■ Your goal: Using the entries below, output each line exactly from the first through the one that contains "box: [0, 0, 360, 134]".

----

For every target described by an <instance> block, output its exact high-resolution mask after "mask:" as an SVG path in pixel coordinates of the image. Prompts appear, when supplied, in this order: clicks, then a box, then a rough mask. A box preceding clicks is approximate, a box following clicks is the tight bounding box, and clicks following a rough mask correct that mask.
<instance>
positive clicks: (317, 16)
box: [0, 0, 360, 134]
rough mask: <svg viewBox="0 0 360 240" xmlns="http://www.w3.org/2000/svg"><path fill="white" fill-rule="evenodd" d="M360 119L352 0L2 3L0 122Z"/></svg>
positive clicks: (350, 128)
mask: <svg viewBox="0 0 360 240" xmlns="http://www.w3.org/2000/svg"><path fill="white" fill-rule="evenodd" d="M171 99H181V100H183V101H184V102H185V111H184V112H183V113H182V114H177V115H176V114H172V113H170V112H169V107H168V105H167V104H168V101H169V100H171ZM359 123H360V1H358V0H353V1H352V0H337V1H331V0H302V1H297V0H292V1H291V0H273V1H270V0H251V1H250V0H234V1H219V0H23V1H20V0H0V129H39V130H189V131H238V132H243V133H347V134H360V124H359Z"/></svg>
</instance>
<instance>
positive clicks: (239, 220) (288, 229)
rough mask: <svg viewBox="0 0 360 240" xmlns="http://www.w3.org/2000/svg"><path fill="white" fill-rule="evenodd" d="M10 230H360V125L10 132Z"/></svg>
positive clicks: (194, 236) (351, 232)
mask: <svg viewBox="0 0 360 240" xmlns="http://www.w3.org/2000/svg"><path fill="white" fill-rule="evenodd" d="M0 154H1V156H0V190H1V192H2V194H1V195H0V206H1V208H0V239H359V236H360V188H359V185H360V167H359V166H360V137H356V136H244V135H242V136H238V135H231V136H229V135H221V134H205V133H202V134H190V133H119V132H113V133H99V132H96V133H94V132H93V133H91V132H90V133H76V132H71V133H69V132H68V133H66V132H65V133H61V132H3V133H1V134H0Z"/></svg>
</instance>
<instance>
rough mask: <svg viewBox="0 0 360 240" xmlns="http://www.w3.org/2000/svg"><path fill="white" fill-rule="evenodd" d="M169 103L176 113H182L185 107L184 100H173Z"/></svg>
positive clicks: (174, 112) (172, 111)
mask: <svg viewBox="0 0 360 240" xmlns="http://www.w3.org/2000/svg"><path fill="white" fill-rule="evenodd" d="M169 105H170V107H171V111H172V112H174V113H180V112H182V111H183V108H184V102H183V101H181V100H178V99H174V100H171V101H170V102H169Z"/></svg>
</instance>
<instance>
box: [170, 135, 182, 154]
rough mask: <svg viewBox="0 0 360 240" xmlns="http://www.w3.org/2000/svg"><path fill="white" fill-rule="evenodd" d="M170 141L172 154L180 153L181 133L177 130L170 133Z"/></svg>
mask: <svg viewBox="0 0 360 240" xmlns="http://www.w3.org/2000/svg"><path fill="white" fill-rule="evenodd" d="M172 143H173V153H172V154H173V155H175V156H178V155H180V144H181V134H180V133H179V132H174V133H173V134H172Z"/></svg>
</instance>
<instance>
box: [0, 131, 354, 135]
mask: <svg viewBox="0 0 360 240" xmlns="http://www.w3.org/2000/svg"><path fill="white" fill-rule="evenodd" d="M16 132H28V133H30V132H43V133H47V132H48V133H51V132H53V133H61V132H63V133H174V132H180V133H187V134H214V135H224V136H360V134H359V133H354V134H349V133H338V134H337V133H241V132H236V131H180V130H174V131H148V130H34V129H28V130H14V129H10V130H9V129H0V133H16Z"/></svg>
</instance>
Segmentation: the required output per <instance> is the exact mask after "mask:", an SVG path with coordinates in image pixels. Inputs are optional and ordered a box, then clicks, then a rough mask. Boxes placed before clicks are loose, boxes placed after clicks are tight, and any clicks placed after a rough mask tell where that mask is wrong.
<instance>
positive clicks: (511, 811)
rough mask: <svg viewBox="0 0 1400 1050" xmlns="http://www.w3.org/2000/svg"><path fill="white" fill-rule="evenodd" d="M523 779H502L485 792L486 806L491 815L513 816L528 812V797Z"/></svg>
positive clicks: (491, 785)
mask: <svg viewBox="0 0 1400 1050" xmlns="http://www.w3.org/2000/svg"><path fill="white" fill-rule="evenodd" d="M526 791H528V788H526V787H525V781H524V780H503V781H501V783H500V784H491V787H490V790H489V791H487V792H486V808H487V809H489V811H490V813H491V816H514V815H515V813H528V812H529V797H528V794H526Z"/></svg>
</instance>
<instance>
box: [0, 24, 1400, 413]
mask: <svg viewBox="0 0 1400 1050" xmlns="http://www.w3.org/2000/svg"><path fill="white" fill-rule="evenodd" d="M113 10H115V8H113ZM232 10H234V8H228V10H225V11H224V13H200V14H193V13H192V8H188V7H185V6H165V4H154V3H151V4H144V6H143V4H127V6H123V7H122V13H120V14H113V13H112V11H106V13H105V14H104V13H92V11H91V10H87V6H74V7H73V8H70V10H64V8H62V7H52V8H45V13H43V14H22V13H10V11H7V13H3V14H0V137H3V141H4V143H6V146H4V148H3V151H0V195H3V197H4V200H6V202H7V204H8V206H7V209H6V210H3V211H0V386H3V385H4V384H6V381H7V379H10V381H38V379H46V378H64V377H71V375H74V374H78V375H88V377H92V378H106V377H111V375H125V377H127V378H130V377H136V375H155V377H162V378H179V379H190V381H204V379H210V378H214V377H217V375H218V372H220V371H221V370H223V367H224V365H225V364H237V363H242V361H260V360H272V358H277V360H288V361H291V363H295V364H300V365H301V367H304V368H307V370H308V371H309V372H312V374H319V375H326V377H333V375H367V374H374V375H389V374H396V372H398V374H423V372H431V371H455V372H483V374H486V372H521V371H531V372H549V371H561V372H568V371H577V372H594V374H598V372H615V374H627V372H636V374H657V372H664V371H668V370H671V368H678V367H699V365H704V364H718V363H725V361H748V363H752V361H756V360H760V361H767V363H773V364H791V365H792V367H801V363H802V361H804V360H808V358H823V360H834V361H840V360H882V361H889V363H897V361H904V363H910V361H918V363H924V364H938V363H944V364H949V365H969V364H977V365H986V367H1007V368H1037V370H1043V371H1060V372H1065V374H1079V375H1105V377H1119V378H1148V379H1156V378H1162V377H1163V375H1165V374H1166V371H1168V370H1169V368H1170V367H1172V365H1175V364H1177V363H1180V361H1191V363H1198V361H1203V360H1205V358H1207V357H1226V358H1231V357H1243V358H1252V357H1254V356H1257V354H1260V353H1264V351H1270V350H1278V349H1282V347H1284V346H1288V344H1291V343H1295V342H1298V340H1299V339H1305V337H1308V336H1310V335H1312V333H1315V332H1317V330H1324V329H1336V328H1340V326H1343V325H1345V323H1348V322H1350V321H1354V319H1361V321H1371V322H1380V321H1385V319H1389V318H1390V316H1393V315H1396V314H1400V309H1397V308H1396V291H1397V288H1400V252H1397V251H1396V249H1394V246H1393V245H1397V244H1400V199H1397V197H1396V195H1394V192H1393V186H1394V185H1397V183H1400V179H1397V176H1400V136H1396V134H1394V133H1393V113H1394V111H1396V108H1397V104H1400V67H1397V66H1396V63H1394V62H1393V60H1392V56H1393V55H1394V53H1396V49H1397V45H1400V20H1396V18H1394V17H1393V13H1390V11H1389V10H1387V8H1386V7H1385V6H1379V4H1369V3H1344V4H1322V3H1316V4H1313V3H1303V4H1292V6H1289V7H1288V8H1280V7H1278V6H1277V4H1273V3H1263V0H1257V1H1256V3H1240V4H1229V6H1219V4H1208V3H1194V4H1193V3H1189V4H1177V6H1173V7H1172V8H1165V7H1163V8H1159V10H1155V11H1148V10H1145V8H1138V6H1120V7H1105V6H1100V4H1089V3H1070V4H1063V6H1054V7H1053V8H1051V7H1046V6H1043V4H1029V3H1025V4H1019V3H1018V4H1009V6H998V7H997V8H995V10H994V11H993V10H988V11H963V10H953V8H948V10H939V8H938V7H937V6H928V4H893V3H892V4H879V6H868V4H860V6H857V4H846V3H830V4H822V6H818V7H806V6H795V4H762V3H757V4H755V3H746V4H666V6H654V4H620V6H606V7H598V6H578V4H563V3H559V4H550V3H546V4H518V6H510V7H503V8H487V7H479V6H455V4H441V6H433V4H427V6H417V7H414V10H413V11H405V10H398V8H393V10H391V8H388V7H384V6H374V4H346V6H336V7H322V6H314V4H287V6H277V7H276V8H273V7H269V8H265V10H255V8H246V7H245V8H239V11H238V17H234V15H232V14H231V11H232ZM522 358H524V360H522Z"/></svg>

----

■ Exercise response:
For every target described by an <instance> block, output its exact high-resolution mask after "mask:" as an SVG path in pixel coordinates of the image. Prompts appear, when supplied, in this order: clicks, then a box, then a rough mask. A box preceding clicks is approximate, a box following clicks is the tight bounding box, and clicks following a rough mask correct that mask.
<instance>
positive clicks: (317, 16)
box: [0, 0, 360, 134]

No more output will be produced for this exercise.